◆ Problem set
A. Please transcribe the gaming memoir below, starting with "Got into the" and going on through "a turn off.".
B. In the gaming memoir below, what year did the writer first play by email extensively, and on which computer?

In '85 I bought a C-64 and spent many hours playing many SSI wargame titles, along with a few others (eg, Silent Service, Dungeon Master). Same for the Amiga a few years later. It was on the Amiga, in 1994 that I first played-by-email extensively, although only one game - Gary Grigsby's Second Front (forerunner of his War in the East). PBEM'd that for the better part of the year against a guy. The game actually didn't have a PBEM system built in, we just exchanged save-game files. We got half-way through when I had to quit because I was moving to another state, albeit only temporarily.

Played a lot of Empire Deluxe (newer version available here) in those days too, along with the original Civilization and Railroad Tycoon.

Also in the early 1990's, I had a subscription to Computer Gaming World, hands down the best computer gaming magazine ever published. Nowadays, all issues are available for free here. If you're a younger player and have never heard of this magazine, check it out, especially the early 1990's issues, and you will be amazed at the quality of the production. It's probably still a good resource for people contemplating playing older games, perhaps on DOSbox.

Due to my move, I was out of the computer gaming picture for several years, between 1994 and about 1998, when I got my first MS compatible computer. However, the damage was done, and I was never again to be as avid a gamer as I was in the earlier years. One of the titles I've always regretted missing out on during those "missing years" were Grigsby's Steel Panthers series. Still, in the later 90's I played some Civ2, followed by Civ3, probably some more Empire Deluxe and a few lesser titles. By that time, I hadn't boardgamed for 20 years, but kept track of the goings on through the 'net.

Got into the original Combat Mission in 2000. The hype for it in the online wargaming circles was daunting, mostly through word-of-mouth, and the game did not disappoint in the least. It was an epiphany. It simply blew away all other tactical computer wargames. Barbarossa and Afrika Korps followed and I played them, although again, not with the fervor of my earlier gaming years.

Also around that time I acquired the games I had missed out on, but never got into any of them. I still have them all, including the updated Shrapnel Games version of Steel Panthers Main Battle Tank, but have only tinkered with it. The old graphics are kind of a turn off.

◆ Records provided
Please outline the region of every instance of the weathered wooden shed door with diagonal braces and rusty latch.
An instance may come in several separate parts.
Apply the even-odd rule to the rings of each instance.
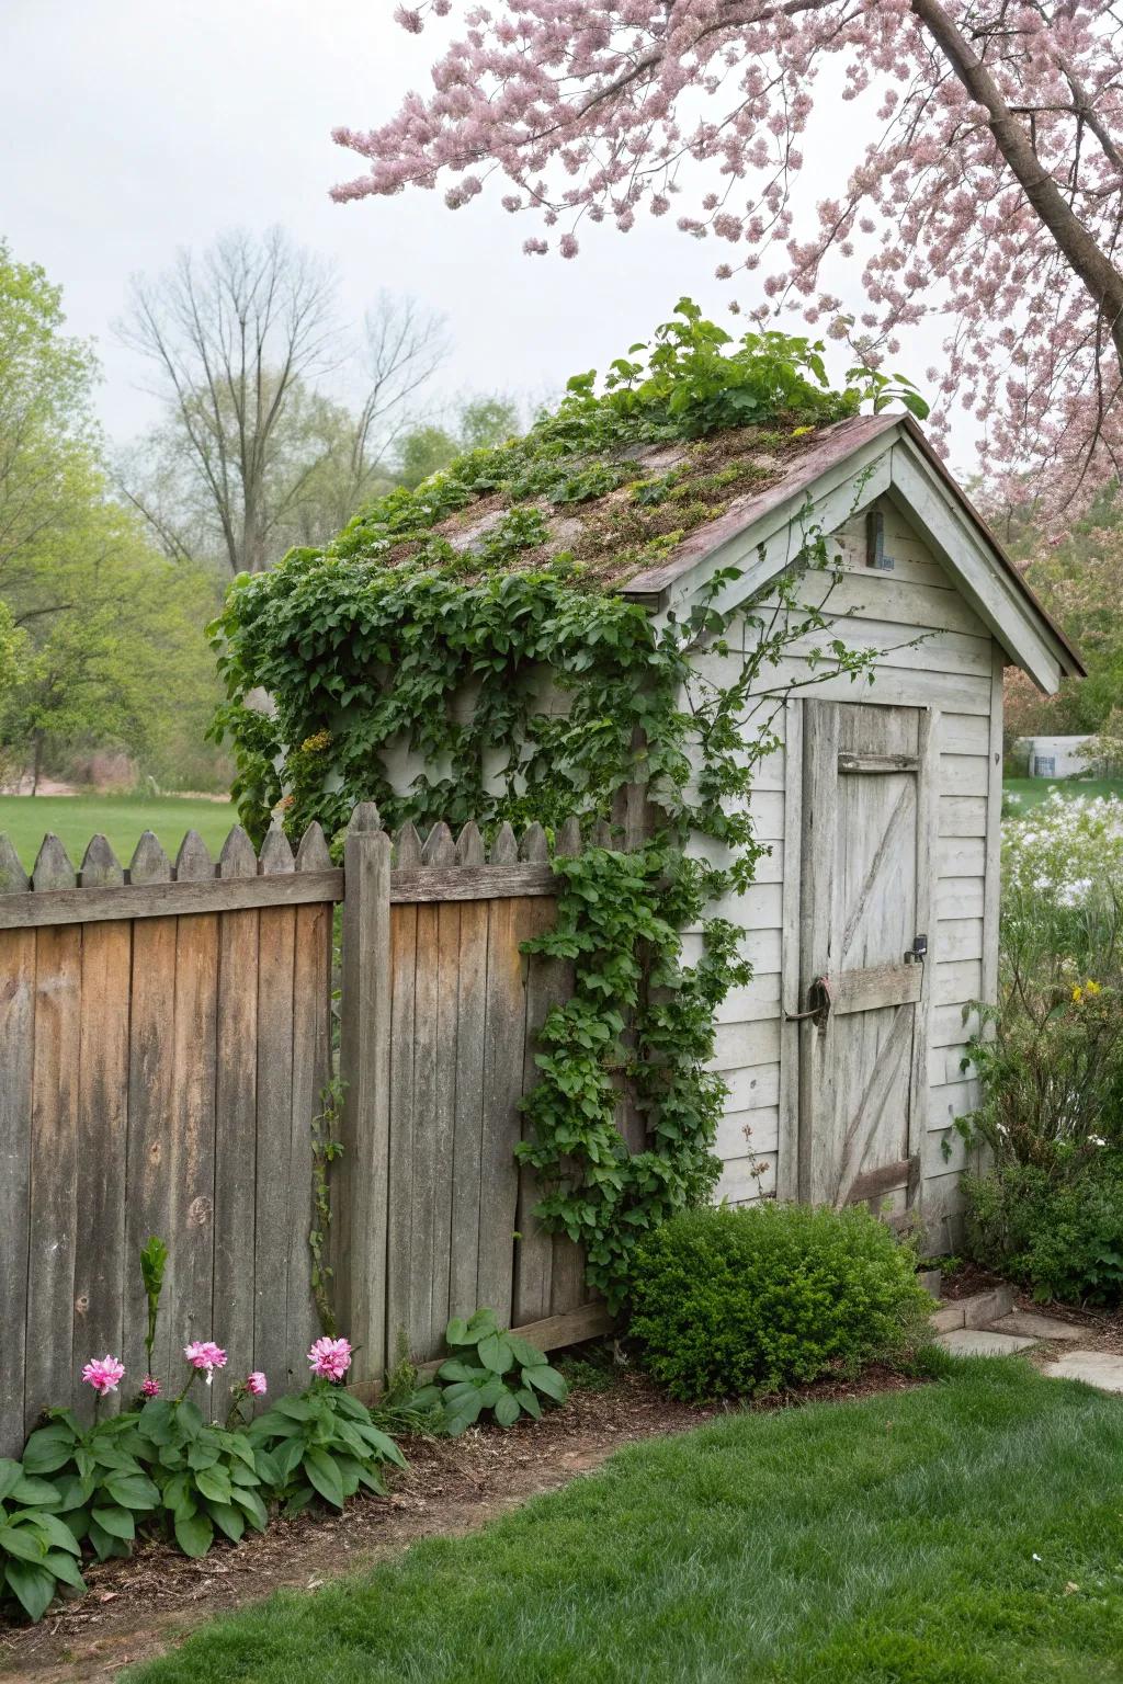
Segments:
[[[931,909],[918,707],[805,702],[800,1196],[902,1216],[919,1186]]]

◆ Written responses
A.
Got into the original Combat Mission in 2000. The hype for it in the online wargaming circles was daunting, mostly through word-of-mouth, and the game did not disappoint in the least. It was an epiphany. It simply blew away all other tactical computer wargames. Barbarossa and Afrika Korps followed and I played them, although again, not with the fervor of my earlier gaming years.

Also around that time I acquired the games I had missed out on, but never got into any of them. I still have them all, including the updated Shrapnel Games version of Steel Panthers Main Battle Tank, but have only tinkered with it. The old graphics are kind of a turn off.

B. 1994, on the Amiga.